• _Your instructions_:
Reproduce every one of the records below verbatim, leaving the pictures out of your answer.
** Start of Available data **
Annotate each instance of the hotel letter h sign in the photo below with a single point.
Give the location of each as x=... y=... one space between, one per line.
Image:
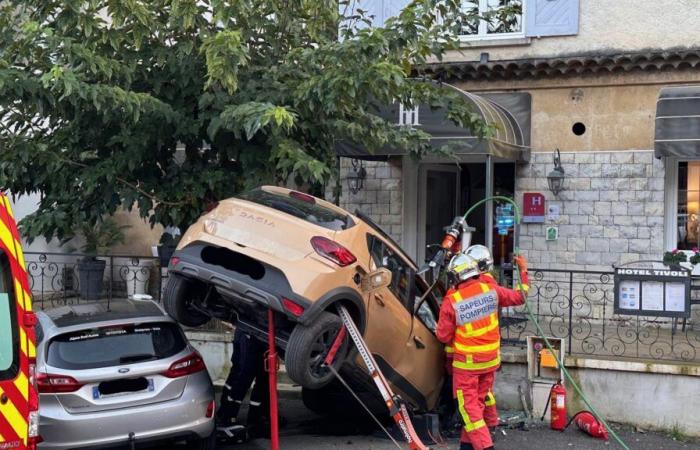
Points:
x=408 y=116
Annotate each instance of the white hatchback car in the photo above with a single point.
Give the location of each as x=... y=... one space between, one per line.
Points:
x=120 y=374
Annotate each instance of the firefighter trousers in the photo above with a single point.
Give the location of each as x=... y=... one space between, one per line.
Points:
x=470 y=391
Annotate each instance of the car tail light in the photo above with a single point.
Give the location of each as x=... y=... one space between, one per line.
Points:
x=211 y=408
x=303 y=197
x=56 y=384
x=188 y=365
x=294 y=308
x=333 y=251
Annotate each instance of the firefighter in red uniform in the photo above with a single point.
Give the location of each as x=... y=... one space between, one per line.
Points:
x=469 y=324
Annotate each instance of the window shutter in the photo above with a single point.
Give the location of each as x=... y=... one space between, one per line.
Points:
x=551 y=17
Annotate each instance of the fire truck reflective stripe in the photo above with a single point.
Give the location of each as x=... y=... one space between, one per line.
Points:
x=477 y=348
x=22 y=385
x=468 y=365
x=468 y=424
x=13 y=416
x=8 y=208
x=23 y=340
x=7 y=239
x=490 y=399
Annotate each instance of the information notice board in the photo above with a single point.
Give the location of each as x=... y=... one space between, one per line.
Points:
x=652 y=292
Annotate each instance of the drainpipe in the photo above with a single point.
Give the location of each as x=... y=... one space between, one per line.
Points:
x=489 y=205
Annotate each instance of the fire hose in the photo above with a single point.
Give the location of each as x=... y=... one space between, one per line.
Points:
x=540 y=331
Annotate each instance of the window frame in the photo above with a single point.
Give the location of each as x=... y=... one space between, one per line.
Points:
x=671 y=167
x=11 y=372
x=483 y=34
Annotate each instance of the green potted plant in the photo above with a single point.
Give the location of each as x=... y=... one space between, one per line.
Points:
** End of Available data **
• _Exercise response_:
Annotate each instance of the hotel letter h sign in the photo below with a single point.
Give the location of each as x=... y=... one space between, one per line.
Image:
Points:
x=408 y=116
Annotate each instance of the white hatchback car in the photo above with a single point.
Give the location of each as x=... y=... one space between, one per line.
Points:
x=120 y=374
Annotate each instance of the firefighter trousers in the photo above with a single point.
Give the location of each as x=... y=... one space between, one per line.
Points:
x=470 y=391
Annotate each instance of the car tail light in the photo above with a single point.
Give the location of each as x=... y=... one space between, one per line.
Points:
x=211 y=408
x=303 y=197
x=56 y=384
x=188 y=365
x=294 y=308
x=333 y=251
Annotate each instance of the firefighter in red uniform in the photo above with a single point.
Give the location of each as x=... y=... one space between, one per line.
Points:
x=469 y=324
Annotate each instance of the window shutter in the photo above with a single point.
Give the location of each as x=... y=... one space between, one per line.
Points:
x=551 y=17
Annotate each instance of the fire truck reflective stripe in the photo above with a single point.
Give the location of each as x=... y=... one space between, one per line.
Points:
x=477 y=348
x=22 y=385
x=468 y=365
x=468 y=424
x=13 y=416
x=8 y=208
x=23 y=340
x=7 y=239
x=490 y=399
Annotate each instance of the information notice board in the photo above with a single point.
Give the location of each as x=... y=... one space between, one per line.
Points:
x=652 y=292
Annotate each instance of the drainpipe in the photo above with a single point.
Give the location of each as x=... y=... one space between, one per line.
Points:
x=489 y=205
Annotate each instance of the fire hose in the photo above with a single point.
Give the location of each as x=... y=... one space between, one per line.
Points:
x=540 y=331
Annotate each instance of the window frame in the photo above with a single point.
Give the location of each as x=... y=... one space between, one per line.
Points:
x=671 y=167
x=11 y=372
x=483 y=34
Annotate each instance of the green potted plant in the photo above with a single point.
Give the location of each as x=... y=... one space between, one per line.
Points:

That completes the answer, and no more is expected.